_EXERCISE_
Copy all the lines below without altering anything.
------ SUPPLIED DATA ------
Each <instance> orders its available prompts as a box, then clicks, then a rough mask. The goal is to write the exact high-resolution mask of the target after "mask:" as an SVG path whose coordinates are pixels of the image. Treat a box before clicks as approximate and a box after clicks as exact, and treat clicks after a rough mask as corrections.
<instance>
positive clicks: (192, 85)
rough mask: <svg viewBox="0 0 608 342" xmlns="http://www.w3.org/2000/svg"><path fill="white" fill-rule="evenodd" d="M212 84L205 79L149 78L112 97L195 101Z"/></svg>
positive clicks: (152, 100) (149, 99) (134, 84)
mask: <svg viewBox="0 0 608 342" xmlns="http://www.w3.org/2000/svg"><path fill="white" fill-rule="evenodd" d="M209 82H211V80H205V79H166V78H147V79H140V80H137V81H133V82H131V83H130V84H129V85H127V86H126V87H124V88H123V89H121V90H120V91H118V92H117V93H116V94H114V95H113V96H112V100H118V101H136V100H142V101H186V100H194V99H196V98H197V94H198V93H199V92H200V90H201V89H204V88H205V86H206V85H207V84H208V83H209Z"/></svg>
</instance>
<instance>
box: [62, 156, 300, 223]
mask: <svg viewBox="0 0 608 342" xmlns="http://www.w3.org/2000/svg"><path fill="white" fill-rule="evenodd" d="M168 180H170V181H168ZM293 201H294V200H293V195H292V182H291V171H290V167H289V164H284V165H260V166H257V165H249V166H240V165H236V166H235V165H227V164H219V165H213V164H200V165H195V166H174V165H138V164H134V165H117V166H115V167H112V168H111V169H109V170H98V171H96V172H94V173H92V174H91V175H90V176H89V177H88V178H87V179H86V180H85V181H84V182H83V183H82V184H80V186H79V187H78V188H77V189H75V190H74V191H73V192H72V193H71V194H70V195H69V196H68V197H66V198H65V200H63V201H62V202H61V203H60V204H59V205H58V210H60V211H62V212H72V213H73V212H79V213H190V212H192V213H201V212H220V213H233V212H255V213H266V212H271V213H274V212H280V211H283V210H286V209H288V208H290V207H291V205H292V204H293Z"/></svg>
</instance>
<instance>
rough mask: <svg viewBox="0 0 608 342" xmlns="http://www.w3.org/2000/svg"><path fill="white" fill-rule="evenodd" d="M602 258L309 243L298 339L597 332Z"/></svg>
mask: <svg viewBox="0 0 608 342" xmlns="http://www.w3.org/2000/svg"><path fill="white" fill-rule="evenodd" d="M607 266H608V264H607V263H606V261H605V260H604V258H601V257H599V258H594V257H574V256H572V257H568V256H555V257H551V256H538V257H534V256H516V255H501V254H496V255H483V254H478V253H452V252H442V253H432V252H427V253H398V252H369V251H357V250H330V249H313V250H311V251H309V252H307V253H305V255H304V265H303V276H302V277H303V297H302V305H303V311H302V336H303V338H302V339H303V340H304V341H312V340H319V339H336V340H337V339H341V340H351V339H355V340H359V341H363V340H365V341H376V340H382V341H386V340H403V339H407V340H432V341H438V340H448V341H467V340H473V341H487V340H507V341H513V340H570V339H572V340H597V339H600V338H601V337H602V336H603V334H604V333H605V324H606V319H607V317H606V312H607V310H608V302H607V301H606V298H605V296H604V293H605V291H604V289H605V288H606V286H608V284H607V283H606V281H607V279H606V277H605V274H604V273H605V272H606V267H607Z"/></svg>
------
_TASK RESPONSE_
Each <instance> orders its available prompts as a box, then clicks, then a rough mask. The goal is to write the exact high-resolution mask of the target after "mask:" as an SVG path whose coordinates are pixels of the image. Treat a box before clicks as approximate and a box after clicks as exact, and treat clicks after a rough mask as corrections.
<instance>
positive clicks: (192, 85)
rough mask: <svg viewBox="0 0 608 342" xmlns="http://www.w3.org/2000/svg"><path fill="white" fill-rule="evenodd" d="M212 84L205 79L149 78L112 97L195 101Z"/></svg>
positive clicks: (152, 100) (149, 99) (134, 84)
mask: <svg viewBox="0 0 608 342" xmlns="http://www.w3.org/2000/svg"><path fill="white" fill-rule="evenodd" d="M209 82H211V80H205V79H166V78H147V79H140V80H137V81H133V82H131V83H130V84H129V85H127V86H126V87H124V88H123V89H121V90H120V91H118V92H117V93H116V94H114V95H113V96H112V100H118V101H136V100H142V101H186V100H194V99H196V98H197V94H198V93H199V92H200V90H201V89H204V88H205V86H206V85H207V84H208V83H209Z"/></svg>
</instance>
<instance>
box: [62, 156, 300, 223]
mask: <svg viewBox="0 0 608 342" xmlns="http://www.w3.org/2000/svg"><path fill="white" fill-rule="evenodd" d="M168 180H170V181H168ZM293 201H294V200H293V195H292V182H291V171H290V167H289V164H284V165H260V166H257V165H249V166H240V165H236V166H235V165H227V164H219V165H213V164H200V165H195V166H174V165H138V164H134V165H117V166H115V167H112V168H111V169H109V170H98V171H96V172H94V173H92V174H91V175H90V176H89V177H88V178H87V179H86V180H85V181H84V182H83V183H82V184H80V186H79V187H78V188H77V189H75V190H74V191H73V192H72V193H71V194H70V195H69V196H68V197H66V198H65V200H63V201H62V202H61V203H60V204H59V205H58V210H60V211H62V212H72V213H73V212H79V213H190V212H192V213H201V212H220V213H233V212H255V213H266V212H271V213H274V212H280V211H283V210H286V209H288V208H290V207H291V205H292V204H293Z"/></svg>
</instance>
<instance>
rough mask: <svg viewBox="0 0 608 342" xmlns="http://www.w3.org/2000/svg"><path fill="white" fill-rule="evenodd" d="M602 258L309 243L298 339L597 332Z"/></svg>
mask: <svg viewBox="0 0 608 342" xmlns="http://www.w3.org/2000/svg"><path fill="white" fill-rule="evenodd" d="M607 266H608V264H607V263H606V261H605V260H604V258H601V257H599V258H594V257H574V256H572V257H568V256H555V257H551V256H538V257H534V256H516V255H501V254H496V255H483V254H478V253H452V252H442V253H432V252H427V253H398V252H369V251H357V250H330V249H313V250H311V251H309V252H307V253H305V255H304V265H303V276H302V277H303V297H302V305H303V311H302V336H303V338H302V339H303V340H304V341H312V340H319V339H336V340H337V339H341V340H351V339H355V340H359V341H363V340H365V341H376V340H382V341H386V340H403V339H407V340H432V341H438V340H448V341H467V340H473V341H487V340H507V341H513V340H570V339H572V340H597V339H600V338H601V337H602V336H603V334H604V333H605V324H606V319H607V317H606V312H607V310H608V302H607V301H606V298H605V296H604V293H605V291H604V289H605V288H606V286H608V284H607V283H606V281H607V279H606V277H605V274H604V273H605V272H606V267H607Z"/></svg>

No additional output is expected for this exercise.